| SELECTED EXCERPT |
----------
Also last year, the Hamilton County Board of Commissioners expressed its commitment to building a second parking garage somewhere near the stadium site, but has not yet specified precisely where or how big.

The team made other financial commitments when it signed a community benefits agreement with the West End Community Council. See more on that below.

3. City Council will not approve final design

City Council's vote Thursday will not be to approve the final design details of the stadium and surrounding site vicinity. The way the City Charter structures large-scale development projects like this, to some, is a little counterintuitive.

Here's how it works: Things like sports stadia can only be constructed in areas that are zoned for them. Since West End is predominantly residential, building a stadium there requires a zoning change for the parcels of land that will hold the stadium and its other subsequent facilities.

That's where City Council comes in. Any zoning change must first win approval by the City Planning Commission, then a City Council committee, then full City Council must approve it.

So when City Council members vote today, they will be voting to approve the boundaries of the stadium campus as well as how tall the structures can be -- and nothing else (although some feel other political forces are informing some council members decision to approve the zoning change).

The charter leaves final decisions on the stadium's look, the position and size of on-site parking facilities, and sound and traffic engineering up to the planning commission. The team has moved through several phases of stadium design plans -- including what became an unpopular aspect of the design that created an orange glow around the stadium at night -- but has not offered a final design proposal.

This process leaves some worried that City Council -- and, by extension, their constituents -- don't have enough of a say in the process, since the commission is an appointed board made up primarily of non-elected members. City Council does have one seat on the commission, currently held by Vice Mayor Christopher Smitherman, but he has abstained from all discussions and votes pertaining to the stadium deal because his brother owns a business that has won a contract for part of its construction.

4. Some West Enders feeling pushed out

While the team did not acquire any residential property in West End for its stadium site, it did require the purchase of multiple privately-owned parcels, including a building that used to house Monica's Just Cookin' restaurant.

The owner, Monica Williams, said she wanted to stay in West End but couldn't find a new space to rent that she could afford for her business.

Another neighbor -- the Cincinnati Ballet -- did not lose their rehearsal facility that sits adjacent to the proposed stadium site, but when the club acquired its land for the development, that footprint included a parking lot the ballet company has come to rely on for its members and other visitors to the building.

As recently as last week, City Council members decided to hold its vote on the team's requested zoning change until the team could work out terms to facilitate a new space for Just Cookin' and a deal to ensure the ballet still has access to nearby parking.

Berding characterized council's decision as part of an effort to extract money from the team for these private businesses.
----------
| MATERIAL |
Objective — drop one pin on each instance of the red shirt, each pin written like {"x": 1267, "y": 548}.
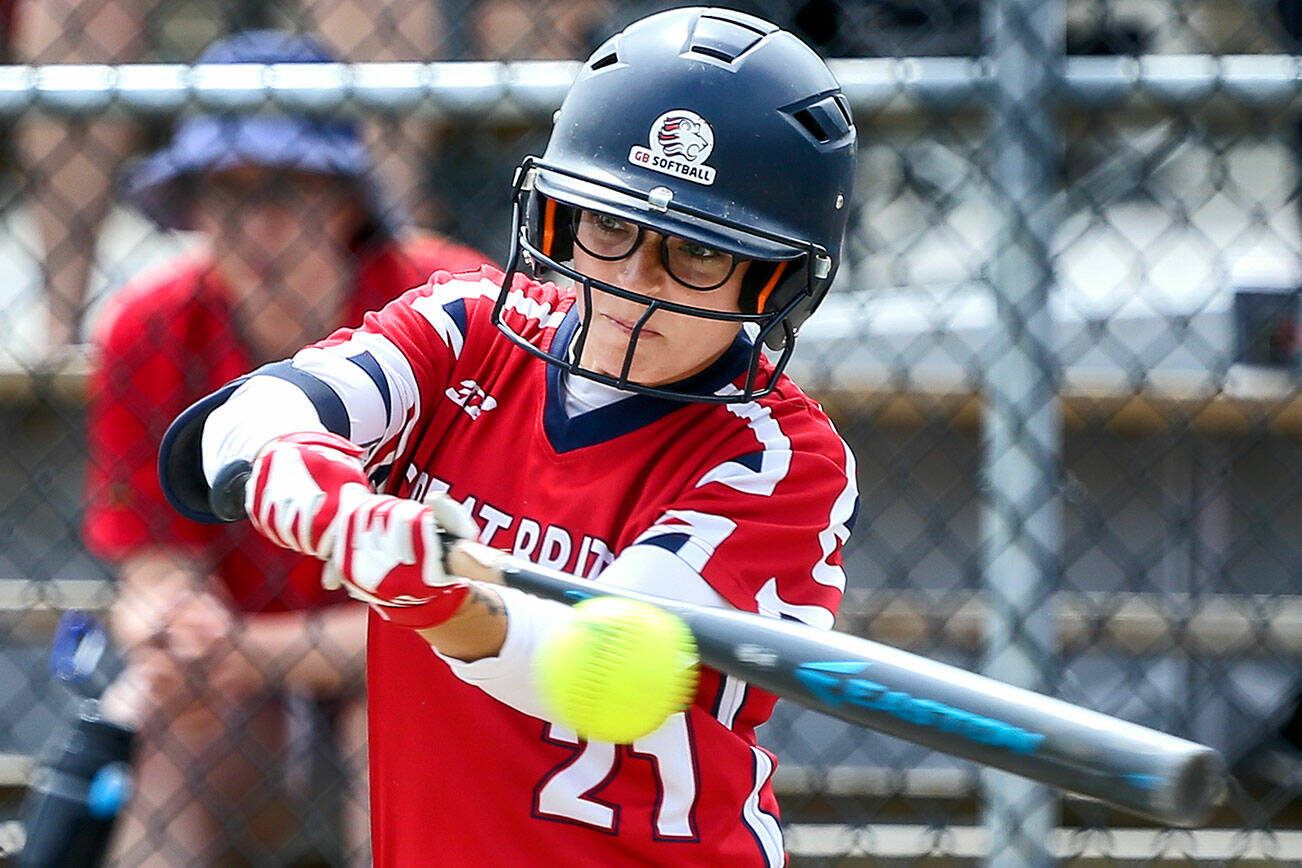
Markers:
{"x": 754, "y": 497}
{"x": 167, "y": 340}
----------
| WHAT YOU SHOULD DO |
Can you revise the text on the West End stadium vote from "Here's how it" to "the zoning change).", changing "zoning change" to "rezoning" throughout?

| EXERCISE RESULT |
Here's how it works: Things like sports stadia can only be constructed in areas that are zoned for them. Since West End is predominantly residential, building a stadium there requires a rezoning for the parcels of land that will hold the stadium and its other subsequent facilities.

That's where City Council comes in. Any rezoning must first win approval by the City Planning Commission, then a City Council committee, then full City Council must approve it.

So when City Council members vote today, they will be voting to approve the boundaries of the stadium campus as well as how tall the structures can be -- and nothing else (although some feel other political forces are informing some council members decision to approve the rezoning).